Quote exactly the lines spanning from the top of the data below to the line that contains "on the shadow", including both.

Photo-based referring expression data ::
:::
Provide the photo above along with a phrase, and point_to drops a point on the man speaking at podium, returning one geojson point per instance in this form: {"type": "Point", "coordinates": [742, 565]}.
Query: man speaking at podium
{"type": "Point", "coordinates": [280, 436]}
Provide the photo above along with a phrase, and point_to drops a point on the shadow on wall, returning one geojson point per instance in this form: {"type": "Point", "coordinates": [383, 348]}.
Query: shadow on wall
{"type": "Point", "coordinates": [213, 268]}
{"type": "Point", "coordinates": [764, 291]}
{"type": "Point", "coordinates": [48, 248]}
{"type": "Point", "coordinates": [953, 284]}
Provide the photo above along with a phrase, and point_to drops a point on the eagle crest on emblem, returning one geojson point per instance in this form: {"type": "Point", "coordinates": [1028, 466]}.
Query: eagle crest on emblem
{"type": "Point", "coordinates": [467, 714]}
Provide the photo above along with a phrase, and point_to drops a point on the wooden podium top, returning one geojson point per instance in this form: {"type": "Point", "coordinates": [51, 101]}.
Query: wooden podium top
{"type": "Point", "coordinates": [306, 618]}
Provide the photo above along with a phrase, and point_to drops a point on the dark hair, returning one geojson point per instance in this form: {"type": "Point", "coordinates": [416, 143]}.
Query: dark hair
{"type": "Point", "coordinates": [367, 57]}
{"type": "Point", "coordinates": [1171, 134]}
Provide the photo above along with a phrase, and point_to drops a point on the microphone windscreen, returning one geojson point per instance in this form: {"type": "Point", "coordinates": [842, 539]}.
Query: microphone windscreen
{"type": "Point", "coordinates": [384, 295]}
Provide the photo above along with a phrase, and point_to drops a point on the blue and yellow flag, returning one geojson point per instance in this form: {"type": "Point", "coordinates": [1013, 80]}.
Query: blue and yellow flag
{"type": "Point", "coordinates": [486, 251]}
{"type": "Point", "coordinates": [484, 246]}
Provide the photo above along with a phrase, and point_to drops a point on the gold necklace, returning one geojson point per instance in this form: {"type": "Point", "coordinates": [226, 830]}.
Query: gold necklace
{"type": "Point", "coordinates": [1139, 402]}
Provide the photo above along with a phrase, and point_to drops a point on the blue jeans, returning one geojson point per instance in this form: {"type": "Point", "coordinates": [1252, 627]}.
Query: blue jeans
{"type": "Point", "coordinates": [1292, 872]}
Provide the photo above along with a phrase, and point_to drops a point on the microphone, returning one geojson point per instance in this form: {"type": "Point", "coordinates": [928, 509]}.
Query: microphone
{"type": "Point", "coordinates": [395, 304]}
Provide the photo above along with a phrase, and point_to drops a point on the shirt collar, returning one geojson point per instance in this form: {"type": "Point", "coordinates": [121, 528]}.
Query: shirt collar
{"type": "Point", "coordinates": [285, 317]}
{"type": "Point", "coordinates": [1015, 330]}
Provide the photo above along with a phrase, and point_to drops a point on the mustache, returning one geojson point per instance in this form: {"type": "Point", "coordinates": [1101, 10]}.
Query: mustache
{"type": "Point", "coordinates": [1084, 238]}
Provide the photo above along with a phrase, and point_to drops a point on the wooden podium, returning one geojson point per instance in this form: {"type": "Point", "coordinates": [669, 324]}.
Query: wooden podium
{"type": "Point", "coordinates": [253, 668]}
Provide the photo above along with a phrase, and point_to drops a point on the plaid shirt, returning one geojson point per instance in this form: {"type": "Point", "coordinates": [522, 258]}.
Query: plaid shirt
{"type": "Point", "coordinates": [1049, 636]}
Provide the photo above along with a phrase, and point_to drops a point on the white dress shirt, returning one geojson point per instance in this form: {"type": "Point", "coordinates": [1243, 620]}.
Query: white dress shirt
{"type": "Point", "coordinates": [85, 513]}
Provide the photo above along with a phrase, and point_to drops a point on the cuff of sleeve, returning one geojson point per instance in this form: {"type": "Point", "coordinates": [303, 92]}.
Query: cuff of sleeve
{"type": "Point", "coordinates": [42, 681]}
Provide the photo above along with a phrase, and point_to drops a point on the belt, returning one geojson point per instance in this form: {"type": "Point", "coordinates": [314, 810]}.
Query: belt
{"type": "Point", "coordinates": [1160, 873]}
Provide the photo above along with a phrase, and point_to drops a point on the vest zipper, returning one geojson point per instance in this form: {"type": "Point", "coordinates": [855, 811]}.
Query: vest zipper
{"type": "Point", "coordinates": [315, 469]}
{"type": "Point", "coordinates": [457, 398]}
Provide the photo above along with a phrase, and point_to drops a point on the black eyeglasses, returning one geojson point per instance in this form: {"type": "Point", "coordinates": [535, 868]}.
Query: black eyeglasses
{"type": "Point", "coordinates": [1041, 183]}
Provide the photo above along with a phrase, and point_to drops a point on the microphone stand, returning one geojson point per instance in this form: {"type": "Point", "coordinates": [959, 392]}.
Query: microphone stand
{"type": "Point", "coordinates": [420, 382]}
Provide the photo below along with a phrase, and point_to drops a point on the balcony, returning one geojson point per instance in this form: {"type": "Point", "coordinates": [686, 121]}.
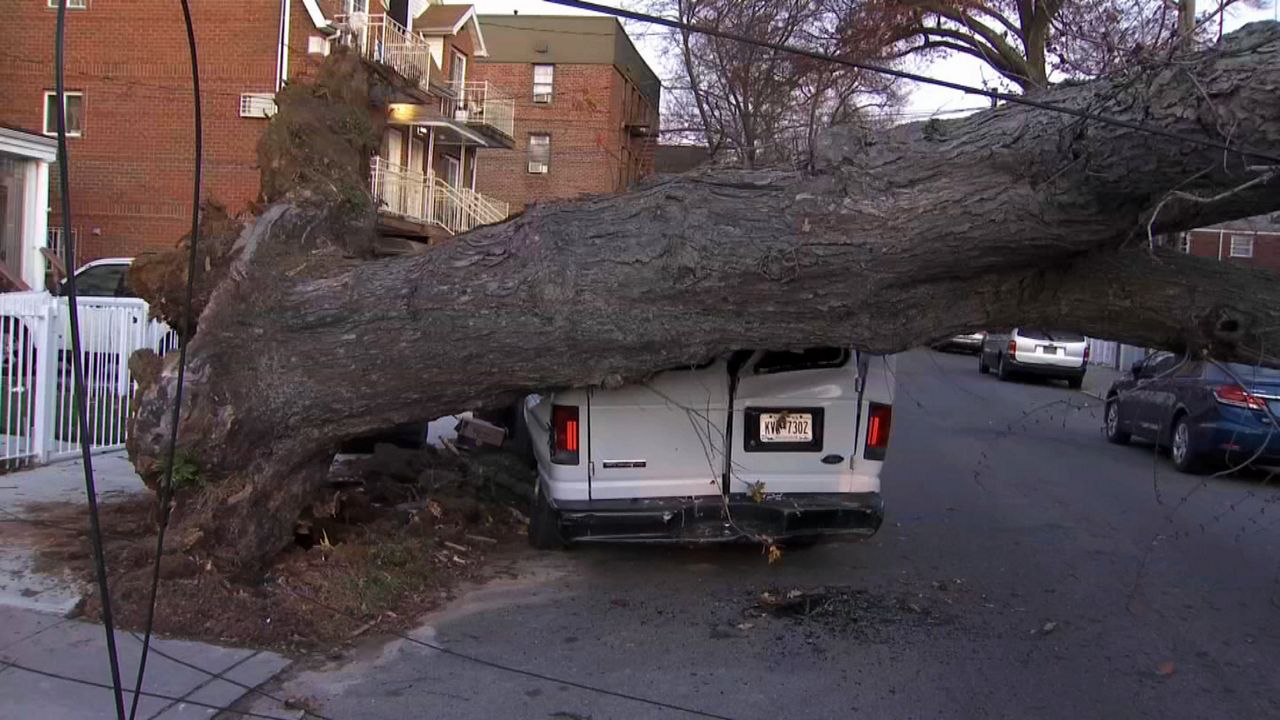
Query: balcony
{"type": "Point", "coordinates": [383, 40]}
{"type": "Point", "coordinates": [424, 197]}
{"type": "Point", "coordinates": [484, 108]}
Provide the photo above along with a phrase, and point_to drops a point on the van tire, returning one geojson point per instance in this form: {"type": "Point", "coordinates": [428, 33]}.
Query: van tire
{"type": "Point", "coordinates": [544, 523]}
{"type": "Point", "coordinates": [1002, 370]}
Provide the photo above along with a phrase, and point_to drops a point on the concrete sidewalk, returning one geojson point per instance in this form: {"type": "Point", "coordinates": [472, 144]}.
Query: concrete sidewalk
{"type": "Point", "coordinates": [21, 586]}
{"type": "Point", "coordinates": [193, 674]}
{"type": "Point", "coordinates": [35, 632]}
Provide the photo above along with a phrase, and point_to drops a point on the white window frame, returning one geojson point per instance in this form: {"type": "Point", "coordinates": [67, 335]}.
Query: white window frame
{"type": "Point", "coordinates": [455, 76]}
{"type": "Point", "coordinates": [545, 95]}
{"type": "Point", "coordinates": [543, 164]}
{"type": "Point", "coordinates": [257, 105]}
{"type": "Point", "coordinates": [1246, 246]}
{"type": "Point", "coordinates": [44, 112]}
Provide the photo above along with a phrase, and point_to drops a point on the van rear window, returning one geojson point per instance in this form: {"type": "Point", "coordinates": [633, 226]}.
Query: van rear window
{"type": "Point", "coordinates": [1051, 336]}
{"type": "Point", "coordinates": [812, 359]}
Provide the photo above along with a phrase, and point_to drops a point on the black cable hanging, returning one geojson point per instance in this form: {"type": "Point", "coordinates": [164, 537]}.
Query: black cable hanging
{"type": "Point", "coordinates": [903, 74]}
{"type": "Point", "coordinates": [78, 400]}
{"type": "Point", "coordinates": [183, 340]}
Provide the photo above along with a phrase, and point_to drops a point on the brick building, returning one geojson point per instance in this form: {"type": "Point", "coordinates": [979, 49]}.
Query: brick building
{"type": "Point", "coordinates": [586, 106]}
{"type": "Point", "coordinates": [1252, 241]}
{"type": "Point", "coordinates": [131, 110]}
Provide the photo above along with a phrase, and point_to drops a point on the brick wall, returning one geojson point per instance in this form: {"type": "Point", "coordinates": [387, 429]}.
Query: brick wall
{"type": "Point", "coordinates": [1207, 244]}
{"type": "Point", "coordinates": [132, 169]}
{"type": "Point", "coordinates": [590, 147]}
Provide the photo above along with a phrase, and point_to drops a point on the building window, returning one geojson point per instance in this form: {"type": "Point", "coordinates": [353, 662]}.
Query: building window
{"type": "Point", "coordinates": [539, 154]}
{"type": "Point", "coordinates": [457, 69]}
{"type": "Point", "coordinates": [1242, 246]}
{"type": "Point", "coordinates": [544, 81]}
{"type": "Point", "coordinates": [74, 113]}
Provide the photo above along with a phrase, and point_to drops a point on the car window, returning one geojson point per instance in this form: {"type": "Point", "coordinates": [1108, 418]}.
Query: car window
{"type": "Point", "coordinates": [1159, 364]}
{"type": "Point", "coordinates": [1193, 369]}
{"type": "Point", "coordinates": [1051, 336]}
{"type": "Point", "coordinates": [100, 281]}
{"type": "Point", "coordinates": [810, 359]}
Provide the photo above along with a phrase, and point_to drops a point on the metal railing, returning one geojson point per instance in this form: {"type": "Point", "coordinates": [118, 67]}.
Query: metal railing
{"type": "Point", "coordinates": [428, 199]}
{"type": "Point", "coordinates": [480, 103]}
{"type": "Point", "coordinates": [37, 417]}
{"type": "Point", "coordinates": [383, 40]}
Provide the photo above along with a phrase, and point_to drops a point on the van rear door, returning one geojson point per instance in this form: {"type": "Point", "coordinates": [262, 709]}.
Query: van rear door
{"type": "Point", "coordinates": [661, 438]}
{"type": "Point", "coordinates": [796, 422]}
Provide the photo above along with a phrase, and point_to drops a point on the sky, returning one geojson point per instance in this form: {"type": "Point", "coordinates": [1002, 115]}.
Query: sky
{"type": "Point", "coordinates": [923, 100]}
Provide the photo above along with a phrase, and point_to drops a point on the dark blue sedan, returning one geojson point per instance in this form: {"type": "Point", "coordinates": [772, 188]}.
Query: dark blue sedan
{"type": "Point", "coordinates": [1208, 415]}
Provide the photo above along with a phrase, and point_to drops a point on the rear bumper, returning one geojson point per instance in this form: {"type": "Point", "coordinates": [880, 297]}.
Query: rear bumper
{"type": "Point", "coordinates": [965, 343]}
{"type": "Point", "coordinates": [1045, 369]}
{"type": "Point", "coordinates": [1235, 442]}
{"type": "Point", "coordinates": [713, 519]}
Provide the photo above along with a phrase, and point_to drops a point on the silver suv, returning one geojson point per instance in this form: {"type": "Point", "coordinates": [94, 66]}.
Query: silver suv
{"type": "Point", "coordinates": [1048, 354]}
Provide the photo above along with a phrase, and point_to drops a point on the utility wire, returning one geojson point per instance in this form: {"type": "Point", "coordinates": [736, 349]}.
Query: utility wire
{"type": "Point", "coordinates": [516, 670]}
{"type": "Point", "coordinates": [223, 677]}
{"type": "Point", "coordinates": [77, 364]}
{"type": "Point", "coordinates": [183, 341]}
{"type": "Point", "coordinates": [917, 77]}
{"type": "Point", "coordinates": [5, 662]}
:::
Answer for this exercise ::
Provide the photo above along with a phrase, and point_to drops a point on the man speaking at podium, returning one geojson point per instance in this form: {"type": "Point", "coordinates": [742, 565]}.
Query: man speaking at podium
{"type": "Point", "coordinates": [280, 436]}
Provide the photo above along with a phrase, and point_to drops a point on the shadow on wall, returning one geojson point per instance in this form: {"type": "Point", "coordinates": [383, 348]}.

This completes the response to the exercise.